PROBLEM DETAILS - Copy the data below word for word, keeping every line in its original order from start to end.

══════════

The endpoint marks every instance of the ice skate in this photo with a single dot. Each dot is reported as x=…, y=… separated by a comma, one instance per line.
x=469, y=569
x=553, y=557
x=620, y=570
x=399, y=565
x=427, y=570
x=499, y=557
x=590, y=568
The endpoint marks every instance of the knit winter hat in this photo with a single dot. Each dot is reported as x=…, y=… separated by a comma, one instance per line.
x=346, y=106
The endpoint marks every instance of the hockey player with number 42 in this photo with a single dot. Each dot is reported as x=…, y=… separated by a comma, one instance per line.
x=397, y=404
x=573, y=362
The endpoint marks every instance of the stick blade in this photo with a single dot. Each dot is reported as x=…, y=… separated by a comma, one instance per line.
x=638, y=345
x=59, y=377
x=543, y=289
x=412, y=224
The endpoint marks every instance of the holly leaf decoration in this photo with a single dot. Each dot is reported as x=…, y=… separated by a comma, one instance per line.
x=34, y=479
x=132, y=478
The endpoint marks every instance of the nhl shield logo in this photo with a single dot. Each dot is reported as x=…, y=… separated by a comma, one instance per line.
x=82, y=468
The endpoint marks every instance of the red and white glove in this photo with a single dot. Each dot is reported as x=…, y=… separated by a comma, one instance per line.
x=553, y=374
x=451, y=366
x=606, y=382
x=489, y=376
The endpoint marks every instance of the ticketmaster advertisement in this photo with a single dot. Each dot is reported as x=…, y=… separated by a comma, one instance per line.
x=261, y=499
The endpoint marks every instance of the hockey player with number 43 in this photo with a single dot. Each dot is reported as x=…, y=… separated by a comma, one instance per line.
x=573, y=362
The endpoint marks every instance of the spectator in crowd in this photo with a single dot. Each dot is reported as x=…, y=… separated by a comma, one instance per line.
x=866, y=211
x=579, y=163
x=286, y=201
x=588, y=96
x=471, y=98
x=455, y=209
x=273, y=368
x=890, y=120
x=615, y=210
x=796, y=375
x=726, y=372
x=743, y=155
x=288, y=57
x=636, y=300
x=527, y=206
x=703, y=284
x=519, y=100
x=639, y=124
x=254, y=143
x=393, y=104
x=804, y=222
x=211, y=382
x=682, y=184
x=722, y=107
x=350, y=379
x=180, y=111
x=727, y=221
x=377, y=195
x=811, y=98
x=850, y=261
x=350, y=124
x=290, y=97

══════════

WRITTEN ANSWER -
The endpoint marks every instance of the ice skate in this photo with a single dot. Each dot is reported as x=…, y=… separated by a comma, one instance per line.
x=469, y=569
x=553, y=557
x=620, y=570
x=399, y=565
x=427, y=570
x=499, y=557
x=590, y=568
The endpoint marks every instance of the knit winter hat in this photo with a single dot. Each dot is reported as x=…, y=… separated by a comma, one instance per line.
x=346, y=106
The endpoint marks every instance of the hockey player with number 42 in this photo with a single dot. Each dot is reported as x=…, y=… separated by a comma, one instance per line.
x=397, y=404
x=573, y=362
The endpoint marks every instance of the stick blade in this photo with a single dot. Each dot is reported as x=…, y=… separated by a comma, one instance per line.
x=638, y=345
x=59, y=377
x=543, y=289
x=412, y=224
The endpoint marks every instance of the holly leaf decoration in this photo with a single dot. Each dot is reported as x=…, y=… separated by a comma, one instance per line.
x=34, y=479
x=132, y=478
The endpoint marks every instance of the nhl shield logo in this photo with a single dot. Each dot is reported as x=…, y=… separated by a comma, one instance per line.
x=82, y=468
The endpoint marks every instance of the red and white glove in this photo with a single dot. Each dot is reported as x=…, y=… separated by a comma, one instance per line.
x=553, y=374
x=451, y=366
x=606, y=382
x=489, y=376
The endpoint marks every instance of the ticketmaster advertisement in this photo with a single dot. Each dot is reported as x=…, y=… separated by a comma, one instance per line.
x=261, y=499
The endpoint marks every instance of the hockey player with number 43 in this photo with a single dot. Each dot is reported as x=…, y=… separated by a comma, one instance per line.
x=573, y=362
The endpoint marks every instance of the spectator in crowd in this photo with a single dot. Each dot is reported as x=…, y=… separated by a comma, one instance per line.
x=866, y=211
x=579, y=163
x=286, y=201
x=588, y=96
x=471, y=98
x=455, y=209
x=273, y=368
x=890, y=120
x=615, y=210
x=796, y=375
x=726, y=372
x=743, y=155
x=288, y=57
x=636, y=300
x=527, y=206
x=703, y=284
x=519, y=100
x=639, y=124
x=254, y=143
x=393, y=104
x=804, y=222
x=211, y=382
x=682, y=184
x=722, y=107
x=350, y=379
x=180, y=111
x=727, y=221
x=377, y=195
x=811, y=98
x=850, y=261
x=350, y=124
x=290, y=97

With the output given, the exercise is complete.